--- Provided passage ---
Scientists are tackling the limitations of current image generation techniques, which often rely on complex, multi-step processes and hidden ‘latent’ spaces. Yiyang Lu, Susie Lu, and Qiao Sun from MIT, along with Hanhong Zhao, Zhicheng Jiang, and Xianbang Wang et al., present a novel approach called “pixel MeanFlow” (pMF) that generates images in a single step, directly in pixel space. This research is significant because it bypasses the need for latent variables, simplifying the generation process and achieving state-of-the-art results on the challenging ImageNet dataset at both 256×256 and 512×512 resolutions, with FID scores of 2.22 and 2.48 respectively. Their work represents a crucial advancement towards more efficient and effective flow-based generative models.

This breakthrough addresses key limitations in modern diffusion and flow-based models, which typically rely on multi-step sampling and operation within a latent space. The research team formulated a unique strategy by decoupling the network output space from the loss space, designing the network to predict values on a presumed low-dimensional image manifold, termed x-prediction, while defining the loss through MeanFlow in velocity space. This innovative approach introduces a transformation linking the image manifold to the average velocity field, enabling more efficient and accurate image generation.
--- Information supplied ---
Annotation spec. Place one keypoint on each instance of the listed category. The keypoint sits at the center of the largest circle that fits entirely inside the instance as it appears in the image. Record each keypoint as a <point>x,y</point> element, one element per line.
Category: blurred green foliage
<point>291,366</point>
---
Reproduce the passage on pixel MeanFlow word for word, starting at "This breakthrough addresses" and ending at "accurate image generation.". The listing is unrelated to the passage on pixel MeanFlow and stands apart from it.

Written answer:
This breakthrough addresses key limitations in modern diffusion and flow-based models, which typically rely on multi-step sampling and operation within a latent space. The research team formulated a unique strategy by decoupling the network output space from the loss space, designing the network to predict values on a presumed low-dimensional image manifold, termed x-prediction, while defining the loss through MeanFlow in velocity space. This innovative approach introduces a transformation linking the image manifold to the average velocity field, enabling more efficient and accurate image generation.